What the task asks: Extend the news report on the workplace safety investigation at the Alaska Psychiatric Institute, picking up right after its final sentence.

Exercise passage:

Employees at the Alaska Psychiatric Institute  do not have safe working conditions, according to the findings of an independent investigation the state released on Tuesday.  

Department of Health and Social Services Commissioner Valerie Davidson said she requested the investigation in March, in response to concerns regarding workplace safety at API. 

Anchorage attorney Bill Evans conducted the investigation over several months, interviewing 46 people, including current and former employees, union representatives and representatives from the Department of Health and  Social Services.

In a report to Attorney General Jahna Lindemuth, Evans highlights unsafe working conditions, insufficient staffing, a cultural divide over the issue of staff versus patient safety, a practice of favoritism by API's nursing administration, and overall low employee morale. 

He cited several factors “that appear to unnecessarily contribute to the workplace dangers occurring at API.”

Stored items:
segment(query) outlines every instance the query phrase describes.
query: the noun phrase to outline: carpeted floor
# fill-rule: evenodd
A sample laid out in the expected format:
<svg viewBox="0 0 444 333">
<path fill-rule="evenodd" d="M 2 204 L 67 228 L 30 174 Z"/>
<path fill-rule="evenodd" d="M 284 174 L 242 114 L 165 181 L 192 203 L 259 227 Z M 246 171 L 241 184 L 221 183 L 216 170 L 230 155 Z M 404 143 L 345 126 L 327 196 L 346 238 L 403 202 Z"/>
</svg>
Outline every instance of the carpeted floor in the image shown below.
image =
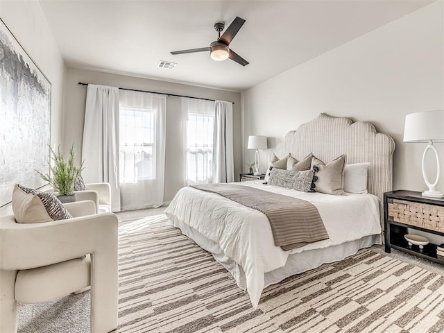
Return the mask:
<svg viewBox="0 0 444 333">
<path fill-rule="evenodd" d="M 134 214 L 125 216 L 129 221 L 119 228 L 117 332 L 444 329 L 444 277 L 439 266 L 426 270 L 393 257 L 396 253 L 389 257 L 380 247 L 372 248 L 266 288 L 254 309 L 225 268 L 164 215 L 135 219 Z M 89 303 L 87 292 L 22 305 L 19 332 L 89 332 Z"/>
</svg>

Result of the exercise:
They include: ineffective scheduling practices, use of on-call personnel, the aforementioned cultural divide concerning use of restraints and seclusion, lack of programming, and lack of consequences for violent patients. 

Evans further determined API did not engage in unlawful retaliation directed at those who complained about safety issues nor did it create a hostile workplace for those who complained about safety issues, but said he would describe the working environment at API as "challenging." 

During a joint news conference held by DHSS and the Department of Law, Davidson said she was not surprised by the issues outlined in the report and is committed to fixing them. 

"It is disappointing to me that [employees] don't feel adequately supported, and that's my job. And so I've been disappointed in myself," said Davidson. 

API has had known safety issues for years. The Alaska Department of Labor and Workforce Development, Occupational Safety and Health (AKOSH) cited API for being unsafe in 2014, and again in November of 2017. 

Following the latest report, Davidson explained steps DHSS is taking to make improvements: 

  • API received $3.1 million in FY2019 for 20 new psychiatric nurse positions and competitive salary increases for nursing staff at API. Beginning Sept. 16, salaries of psychiatric nurses at API will increase by two pay ranges – approximately $5-10 per hour increase.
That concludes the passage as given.